EXERCISE PASSAGE:
2. The second illogical premise of current international trade agreements is that damages and losses suffered by corporations are to be recognized and regulated, but damages and losses to workers, governments, communities, environments, publicly-owned resources, and any other economic sector are not to be recognized or effectively regulated at all.

Implicit in this one-sided protection of corporate economic interests is the assumption that the public interest which governments are supposed to represent has become "too costly" and must be abandoned, while the private interests governments are supposed to regulate require less regulation but more public subsidies.

3. The third and perhaps most pernicious illogical premise is that the damages and losses inflicted by private corporate interests on other sectors through free trade agreements are never to be borne or paid for by the corporations which inflict them, but only by their victims--the workers and taxpayers.

The corporations, in other words, are assumed not only to have the right to a free ride on costly services and infrastructures paid for by the citizens of free-trade countries, but the right to be held non-liable for any costs and damages they inflict within these countries.

Stored records:
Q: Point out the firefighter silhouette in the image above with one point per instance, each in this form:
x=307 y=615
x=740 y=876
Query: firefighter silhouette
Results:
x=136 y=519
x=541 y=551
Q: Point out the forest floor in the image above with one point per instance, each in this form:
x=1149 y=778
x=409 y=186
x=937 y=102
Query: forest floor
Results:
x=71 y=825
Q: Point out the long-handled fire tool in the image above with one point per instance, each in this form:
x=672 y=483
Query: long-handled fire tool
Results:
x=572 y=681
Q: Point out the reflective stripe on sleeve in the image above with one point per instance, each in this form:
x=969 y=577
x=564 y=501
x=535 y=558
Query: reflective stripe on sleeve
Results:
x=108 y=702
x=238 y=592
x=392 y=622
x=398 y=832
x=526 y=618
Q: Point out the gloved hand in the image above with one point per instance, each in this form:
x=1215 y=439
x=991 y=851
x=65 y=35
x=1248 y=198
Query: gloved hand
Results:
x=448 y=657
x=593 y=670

TASKS TO COMPLETE:
- 1) For the trade-agreement text, decide whether each statement below agrees with it, answering yes or no and quoting the deciding words of the text. (a) The third premise is called perhaps the most pernicious one. (b) Under the second premise, damages to workers and communities are recognized and regulated. (c) Losses that corporations inflict through free trade agreements are paid for by workers and taxpayers.
- 2) According to the trade-agreement text, who pays for the costly services and infrastructures on which corporations are assumed to have a free ride?
- 3) Repeat the part of the trade-agreement text starting with "Implicit in this" and going on through "workers and taxpayers.".

TASK RESPONSES:
- 1)
(a) Yes: "The third and perhaps most pernicious illogical premise"
(b) No: "damages and losses to workers, governments, communities, environments, publicly-owned resources, and any other economic sector are not to be recognized or effectively regulated at all"
(c) Yes: "but only by their victims--the workers and taxpayers"

- 2) The citizens of free-trade countries.

- 3)
Implicit in this one-sided protection of corporate economic interests is the assumption that the public interest which governments are supposed to represent has become "too costly" and must be abandoned, while the private interests governments are supposed to regulate require less regulation but more public subsidies.

3. The third and perhaps most pernicious illogical premise is that the damages and losses inflicted by private corporate interests on other sectors through free trade agreements are never to be borne or paid for by the corporations which inflict them, but only by their victims--the workers and taxpayers.